Your task:
Print every line of the listing exactly, please.

Rows:
################
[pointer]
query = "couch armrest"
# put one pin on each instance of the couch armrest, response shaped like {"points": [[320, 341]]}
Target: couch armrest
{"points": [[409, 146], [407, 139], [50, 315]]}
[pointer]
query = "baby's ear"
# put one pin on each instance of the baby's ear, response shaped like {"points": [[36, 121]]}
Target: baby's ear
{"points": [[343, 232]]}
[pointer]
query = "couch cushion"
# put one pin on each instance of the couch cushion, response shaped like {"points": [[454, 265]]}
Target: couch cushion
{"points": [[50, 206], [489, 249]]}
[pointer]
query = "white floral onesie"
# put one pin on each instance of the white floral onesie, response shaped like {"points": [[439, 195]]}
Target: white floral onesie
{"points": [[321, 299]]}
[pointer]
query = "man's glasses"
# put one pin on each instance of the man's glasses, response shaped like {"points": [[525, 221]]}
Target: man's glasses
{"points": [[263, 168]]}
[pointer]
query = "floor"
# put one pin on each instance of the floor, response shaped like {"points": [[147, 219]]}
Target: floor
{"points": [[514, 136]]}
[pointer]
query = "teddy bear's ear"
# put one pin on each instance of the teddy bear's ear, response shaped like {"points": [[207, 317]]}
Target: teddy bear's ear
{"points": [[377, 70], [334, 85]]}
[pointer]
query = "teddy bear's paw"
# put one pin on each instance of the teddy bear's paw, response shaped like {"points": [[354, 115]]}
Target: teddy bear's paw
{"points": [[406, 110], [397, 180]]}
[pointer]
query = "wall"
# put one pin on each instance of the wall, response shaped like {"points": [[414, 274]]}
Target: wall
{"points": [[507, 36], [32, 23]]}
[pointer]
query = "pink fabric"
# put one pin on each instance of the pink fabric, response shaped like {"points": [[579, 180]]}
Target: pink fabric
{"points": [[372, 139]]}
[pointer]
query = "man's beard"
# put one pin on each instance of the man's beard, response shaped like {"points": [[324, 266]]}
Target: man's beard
################
Full response:
[pointer]
query = "couch armrest"
# put one pin on each instance of the couch armrest, response shaped like {"points": [[320, 341]]}
Target: couch armrest
{"points": [[409, 146], [407, 139], [50, 315]]}
[pointer]
query = "baby's ear"
# put one pin on each instance of the baby's ear, response shaped like {"points": [[36, 121]]}
Target: baby's ear
{"points": [[343, 232]]}
[pointer]
query = "couch cushion"
# put one pin on each instance of the couch cushion, response shaped like {"points": [[454, 265]]}
Target: couch cushion
{"points": [[50, 206], [489, 249]]}
[pointer]
query = "white floral onesie"
# put one pin on each instance of the white floral onesie, response shaped like {"points": [[439, 195]]}
Target: white floral onesie
{"points": [[321, 299]]}
[pointer]
query = "man's glasses"
# put one pin on each instance of the man's glasses, response shaped like {"points": [[525, 221]]}
Target: man's glasses
{"points": [[263, 168]]}
[pointer]
query = "floor"
# put one pin on each instance of the floor, response shaped like {"points": [[147, 219]]}
Target: floor
{"points": [[514, 136]]}
[pointer]
query = "teddy bear's ear"
# put one pin on each instance of the teddy bear's ear, response shaped like {"points": [[207, 317]]}
Target: teddy bear's ear
{"points": [[377, 70], [334, 85]]}
[pointer]
query = "teddy bear's paw"
# put one pin on each instance of the teddy bear's paw, response shaped like {"points": [[354, 115]]}
Target: teddy bear's paw
{"points": [[406, 110], [397, 180]]}
[pointer]
query = "wall"
# put one pin on each instance of the wall, response shaped like {"points": [[414, 274]]}
Target: wall
{"points": [[507, 36], [32, 23]]}
[pointer]
query = "pink fabric"
# put one pin on each instance of the pink fabric, response shaped like {"points": [[579, 180]]}
Target: pink fabric
{"points": [[372, 139]]}
[pointer]
query = "man's beard"
# put one pin on each instance of the man's beard, response shaped like {"points": [[324, 266]]}
Target: man's beard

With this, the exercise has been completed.